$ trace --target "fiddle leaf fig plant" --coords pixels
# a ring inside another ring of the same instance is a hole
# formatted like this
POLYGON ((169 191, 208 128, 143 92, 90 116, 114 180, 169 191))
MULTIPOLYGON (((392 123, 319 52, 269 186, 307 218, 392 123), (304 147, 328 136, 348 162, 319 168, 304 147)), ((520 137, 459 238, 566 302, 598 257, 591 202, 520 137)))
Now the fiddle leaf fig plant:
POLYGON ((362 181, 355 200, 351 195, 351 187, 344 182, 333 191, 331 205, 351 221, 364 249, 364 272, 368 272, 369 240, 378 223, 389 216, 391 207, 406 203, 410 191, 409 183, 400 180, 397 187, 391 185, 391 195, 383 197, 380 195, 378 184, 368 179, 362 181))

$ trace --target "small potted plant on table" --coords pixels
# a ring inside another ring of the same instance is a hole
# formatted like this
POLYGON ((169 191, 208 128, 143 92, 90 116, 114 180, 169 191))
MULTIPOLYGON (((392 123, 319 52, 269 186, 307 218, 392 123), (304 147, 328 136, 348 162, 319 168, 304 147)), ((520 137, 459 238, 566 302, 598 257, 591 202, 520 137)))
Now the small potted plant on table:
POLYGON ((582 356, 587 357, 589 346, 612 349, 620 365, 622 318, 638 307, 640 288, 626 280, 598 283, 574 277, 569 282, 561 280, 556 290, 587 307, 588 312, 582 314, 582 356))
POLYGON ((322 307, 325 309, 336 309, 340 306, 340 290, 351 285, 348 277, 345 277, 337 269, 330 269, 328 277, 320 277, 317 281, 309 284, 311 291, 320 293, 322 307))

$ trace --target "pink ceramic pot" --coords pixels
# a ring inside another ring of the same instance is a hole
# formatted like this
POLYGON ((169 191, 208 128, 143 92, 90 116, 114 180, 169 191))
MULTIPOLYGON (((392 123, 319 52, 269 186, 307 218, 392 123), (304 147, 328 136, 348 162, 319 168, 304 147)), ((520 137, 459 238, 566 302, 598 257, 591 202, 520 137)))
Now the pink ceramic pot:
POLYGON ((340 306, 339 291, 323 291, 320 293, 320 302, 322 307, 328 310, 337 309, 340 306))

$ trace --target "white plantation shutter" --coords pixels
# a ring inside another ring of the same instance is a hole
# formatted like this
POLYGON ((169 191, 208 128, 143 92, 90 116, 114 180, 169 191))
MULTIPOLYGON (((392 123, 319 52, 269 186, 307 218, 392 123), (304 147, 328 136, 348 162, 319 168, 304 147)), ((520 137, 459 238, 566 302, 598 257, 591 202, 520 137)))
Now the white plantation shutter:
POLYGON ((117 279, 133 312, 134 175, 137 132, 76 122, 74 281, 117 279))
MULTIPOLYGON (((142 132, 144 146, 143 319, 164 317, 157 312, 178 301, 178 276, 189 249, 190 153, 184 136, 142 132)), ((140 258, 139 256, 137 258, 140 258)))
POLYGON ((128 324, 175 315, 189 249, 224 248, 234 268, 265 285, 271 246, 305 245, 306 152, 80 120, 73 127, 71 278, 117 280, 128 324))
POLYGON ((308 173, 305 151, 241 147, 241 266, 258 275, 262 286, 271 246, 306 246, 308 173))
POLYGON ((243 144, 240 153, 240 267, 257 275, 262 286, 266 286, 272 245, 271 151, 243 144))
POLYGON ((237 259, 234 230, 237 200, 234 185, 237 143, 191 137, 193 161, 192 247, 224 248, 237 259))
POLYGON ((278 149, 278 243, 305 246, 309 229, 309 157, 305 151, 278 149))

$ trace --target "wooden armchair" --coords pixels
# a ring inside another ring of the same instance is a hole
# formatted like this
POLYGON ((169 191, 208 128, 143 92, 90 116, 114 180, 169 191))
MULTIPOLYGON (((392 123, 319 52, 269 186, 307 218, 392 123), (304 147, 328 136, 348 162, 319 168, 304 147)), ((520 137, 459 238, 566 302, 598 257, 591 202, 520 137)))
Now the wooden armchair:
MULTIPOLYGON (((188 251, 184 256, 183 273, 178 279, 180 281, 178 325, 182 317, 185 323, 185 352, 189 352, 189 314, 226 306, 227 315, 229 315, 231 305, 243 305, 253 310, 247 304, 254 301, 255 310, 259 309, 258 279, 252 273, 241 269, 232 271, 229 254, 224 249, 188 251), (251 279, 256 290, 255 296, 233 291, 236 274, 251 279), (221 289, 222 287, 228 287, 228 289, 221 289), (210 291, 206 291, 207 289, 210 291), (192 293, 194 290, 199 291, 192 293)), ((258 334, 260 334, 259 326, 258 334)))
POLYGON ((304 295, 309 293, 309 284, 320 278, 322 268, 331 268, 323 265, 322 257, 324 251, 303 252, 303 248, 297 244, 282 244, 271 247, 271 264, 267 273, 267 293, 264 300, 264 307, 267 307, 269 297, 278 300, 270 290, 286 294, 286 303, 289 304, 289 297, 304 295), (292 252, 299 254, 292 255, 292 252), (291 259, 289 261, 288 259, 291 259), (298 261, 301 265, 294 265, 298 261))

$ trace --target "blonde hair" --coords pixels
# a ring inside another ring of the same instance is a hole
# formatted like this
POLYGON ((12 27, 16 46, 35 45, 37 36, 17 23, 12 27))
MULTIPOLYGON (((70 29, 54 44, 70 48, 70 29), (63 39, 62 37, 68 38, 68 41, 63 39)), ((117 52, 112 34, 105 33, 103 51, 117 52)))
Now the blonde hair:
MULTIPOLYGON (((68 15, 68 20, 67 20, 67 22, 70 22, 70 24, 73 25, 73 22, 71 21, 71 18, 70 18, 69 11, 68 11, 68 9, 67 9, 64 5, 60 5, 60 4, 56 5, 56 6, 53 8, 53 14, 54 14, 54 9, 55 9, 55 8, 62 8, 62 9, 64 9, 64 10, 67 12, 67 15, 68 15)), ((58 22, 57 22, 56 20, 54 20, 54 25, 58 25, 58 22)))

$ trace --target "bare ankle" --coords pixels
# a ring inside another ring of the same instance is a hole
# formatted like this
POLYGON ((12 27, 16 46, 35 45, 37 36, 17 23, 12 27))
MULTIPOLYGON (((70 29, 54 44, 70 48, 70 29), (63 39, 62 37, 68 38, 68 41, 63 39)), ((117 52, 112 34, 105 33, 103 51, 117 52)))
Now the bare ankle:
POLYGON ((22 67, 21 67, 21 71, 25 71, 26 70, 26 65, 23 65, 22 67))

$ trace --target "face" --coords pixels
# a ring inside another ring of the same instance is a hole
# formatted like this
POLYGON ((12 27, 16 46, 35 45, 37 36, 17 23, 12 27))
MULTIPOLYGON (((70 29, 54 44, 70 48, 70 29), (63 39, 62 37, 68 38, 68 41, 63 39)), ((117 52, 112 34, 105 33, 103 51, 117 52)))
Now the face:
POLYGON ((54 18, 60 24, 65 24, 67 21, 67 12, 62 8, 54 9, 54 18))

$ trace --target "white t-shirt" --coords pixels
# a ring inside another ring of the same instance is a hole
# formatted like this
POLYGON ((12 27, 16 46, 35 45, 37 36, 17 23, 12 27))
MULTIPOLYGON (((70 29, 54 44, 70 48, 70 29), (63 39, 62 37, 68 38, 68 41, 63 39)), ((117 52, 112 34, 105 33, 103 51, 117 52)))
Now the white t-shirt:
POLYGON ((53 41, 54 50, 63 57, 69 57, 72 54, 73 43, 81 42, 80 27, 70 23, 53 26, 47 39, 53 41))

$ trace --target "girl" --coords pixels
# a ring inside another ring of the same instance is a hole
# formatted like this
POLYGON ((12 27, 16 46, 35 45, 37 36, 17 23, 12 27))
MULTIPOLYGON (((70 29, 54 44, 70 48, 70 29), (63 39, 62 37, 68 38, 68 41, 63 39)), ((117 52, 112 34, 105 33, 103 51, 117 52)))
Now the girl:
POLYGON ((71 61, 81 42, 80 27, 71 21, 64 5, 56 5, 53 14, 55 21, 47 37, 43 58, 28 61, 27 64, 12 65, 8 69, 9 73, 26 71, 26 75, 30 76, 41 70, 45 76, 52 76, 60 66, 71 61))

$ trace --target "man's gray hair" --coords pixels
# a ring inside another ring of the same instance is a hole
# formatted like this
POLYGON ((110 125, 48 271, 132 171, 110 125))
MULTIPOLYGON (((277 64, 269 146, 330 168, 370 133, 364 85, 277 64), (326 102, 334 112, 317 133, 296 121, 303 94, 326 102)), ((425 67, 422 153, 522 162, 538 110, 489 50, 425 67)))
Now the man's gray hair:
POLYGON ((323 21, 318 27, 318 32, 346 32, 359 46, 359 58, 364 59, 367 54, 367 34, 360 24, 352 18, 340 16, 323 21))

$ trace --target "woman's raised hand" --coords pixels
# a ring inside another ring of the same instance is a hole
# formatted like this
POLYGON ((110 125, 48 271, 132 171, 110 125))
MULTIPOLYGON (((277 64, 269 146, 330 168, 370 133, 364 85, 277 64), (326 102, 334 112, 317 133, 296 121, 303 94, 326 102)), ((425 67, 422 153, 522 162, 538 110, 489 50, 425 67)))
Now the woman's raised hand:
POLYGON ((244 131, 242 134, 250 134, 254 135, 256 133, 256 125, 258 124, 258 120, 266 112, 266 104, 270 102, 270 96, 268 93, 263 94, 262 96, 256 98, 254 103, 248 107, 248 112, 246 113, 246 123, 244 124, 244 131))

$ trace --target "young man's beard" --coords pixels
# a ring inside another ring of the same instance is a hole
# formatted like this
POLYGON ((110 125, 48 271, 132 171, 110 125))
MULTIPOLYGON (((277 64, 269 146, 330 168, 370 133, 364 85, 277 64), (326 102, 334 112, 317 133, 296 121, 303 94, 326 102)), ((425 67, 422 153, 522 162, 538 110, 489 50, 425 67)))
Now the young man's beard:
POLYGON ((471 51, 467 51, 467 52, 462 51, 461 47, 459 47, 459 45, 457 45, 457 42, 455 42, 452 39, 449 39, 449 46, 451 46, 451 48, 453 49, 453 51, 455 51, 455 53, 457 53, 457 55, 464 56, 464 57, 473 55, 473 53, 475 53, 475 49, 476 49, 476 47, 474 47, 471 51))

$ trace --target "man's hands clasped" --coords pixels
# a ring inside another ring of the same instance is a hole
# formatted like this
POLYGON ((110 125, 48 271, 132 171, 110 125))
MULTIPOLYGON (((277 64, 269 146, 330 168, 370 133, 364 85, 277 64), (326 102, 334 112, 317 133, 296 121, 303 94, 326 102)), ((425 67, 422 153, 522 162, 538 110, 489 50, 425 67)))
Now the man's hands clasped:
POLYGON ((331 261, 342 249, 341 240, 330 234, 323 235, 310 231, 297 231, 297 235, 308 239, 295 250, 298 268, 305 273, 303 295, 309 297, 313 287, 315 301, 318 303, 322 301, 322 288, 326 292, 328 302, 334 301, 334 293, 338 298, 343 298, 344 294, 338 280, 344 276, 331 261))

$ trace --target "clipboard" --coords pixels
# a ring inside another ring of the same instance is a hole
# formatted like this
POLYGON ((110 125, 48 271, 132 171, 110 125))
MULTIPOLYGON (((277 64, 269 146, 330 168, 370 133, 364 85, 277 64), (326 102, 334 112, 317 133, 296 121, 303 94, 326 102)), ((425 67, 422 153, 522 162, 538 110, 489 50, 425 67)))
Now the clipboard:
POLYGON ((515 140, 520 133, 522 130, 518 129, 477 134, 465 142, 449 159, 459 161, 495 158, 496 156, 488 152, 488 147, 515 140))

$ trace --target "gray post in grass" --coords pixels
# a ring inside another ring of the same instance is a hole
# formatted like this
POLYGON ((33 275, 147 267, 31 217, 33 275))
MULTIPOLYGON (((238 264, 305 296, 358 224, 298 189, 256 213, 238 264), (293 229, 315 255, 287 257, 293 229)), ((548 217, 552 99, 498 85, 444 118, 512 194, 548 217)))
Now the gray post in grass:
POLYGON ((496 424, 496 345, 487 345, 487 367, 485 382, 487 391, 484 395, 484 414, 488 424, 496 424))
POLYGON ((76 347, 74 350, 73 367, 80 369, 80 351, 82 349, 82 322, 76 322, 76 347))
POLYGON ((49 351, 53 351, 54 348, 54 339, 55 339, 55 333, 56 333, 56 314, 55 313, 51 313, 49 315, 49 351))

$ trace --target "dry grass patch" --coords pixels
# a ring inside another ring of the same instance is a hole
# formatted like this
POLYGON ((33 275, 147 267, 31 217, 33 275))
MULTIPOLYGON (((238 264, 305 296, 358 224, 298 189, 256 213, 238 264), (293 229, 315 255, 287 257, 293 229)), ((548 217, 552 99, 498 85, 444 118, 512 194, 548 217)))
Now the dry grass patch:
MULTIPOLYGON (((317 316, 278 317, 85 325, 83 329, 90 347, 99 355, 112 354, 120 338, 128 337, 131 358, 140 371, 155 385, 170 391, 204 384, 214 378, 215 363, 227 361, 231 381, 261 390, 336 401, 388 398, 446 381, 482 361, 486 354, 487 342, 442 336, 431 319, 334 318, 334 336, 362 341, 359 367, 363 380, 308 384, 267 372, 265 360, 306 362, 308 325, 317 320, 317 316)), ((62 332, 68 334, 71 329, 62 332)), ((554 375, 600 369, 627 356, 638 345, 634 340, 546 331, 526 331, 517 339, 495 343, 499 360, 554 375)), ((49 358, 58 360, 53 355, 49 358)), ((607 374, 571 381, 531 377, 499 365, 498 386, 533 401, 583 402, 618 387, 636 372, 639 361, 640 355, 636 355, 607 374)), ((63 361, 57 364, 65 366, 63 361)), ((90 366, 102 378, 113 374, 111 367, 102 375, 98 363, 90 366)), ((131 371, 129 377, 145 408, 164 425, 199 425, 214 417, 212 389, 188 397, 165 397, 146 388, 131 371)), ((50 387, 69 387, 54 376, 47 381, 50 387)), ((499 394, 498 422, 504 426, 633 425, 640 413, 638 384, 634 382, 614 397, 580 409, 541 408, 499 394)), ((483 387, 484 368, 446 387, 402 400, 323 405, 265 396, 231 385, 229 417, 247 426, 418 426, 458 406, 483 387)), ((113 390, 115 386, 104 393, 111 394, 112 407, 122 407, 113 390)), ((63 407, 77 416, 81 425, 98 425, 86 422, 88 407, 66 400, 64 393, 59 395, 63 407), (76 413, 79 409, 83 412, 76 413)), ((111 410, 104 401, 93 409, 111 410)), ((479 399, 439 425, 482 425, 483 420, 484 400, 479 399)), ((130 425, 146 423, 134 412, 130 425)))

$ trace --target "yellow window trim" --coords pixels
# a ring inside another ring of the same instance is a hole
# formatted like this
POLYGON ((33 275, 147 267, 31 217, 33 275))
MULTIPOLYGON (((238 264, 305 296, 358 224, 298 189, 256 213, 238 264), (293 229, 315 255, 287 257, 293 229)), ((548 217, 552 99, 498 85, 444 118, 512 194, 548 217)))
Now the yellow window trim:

**Activity**
What lines of the listing above hold "trim"? Copy all of them.

**Exercise answer**
$ trace --target "yellow window trim" --coords pixels
Now the yellow window trim:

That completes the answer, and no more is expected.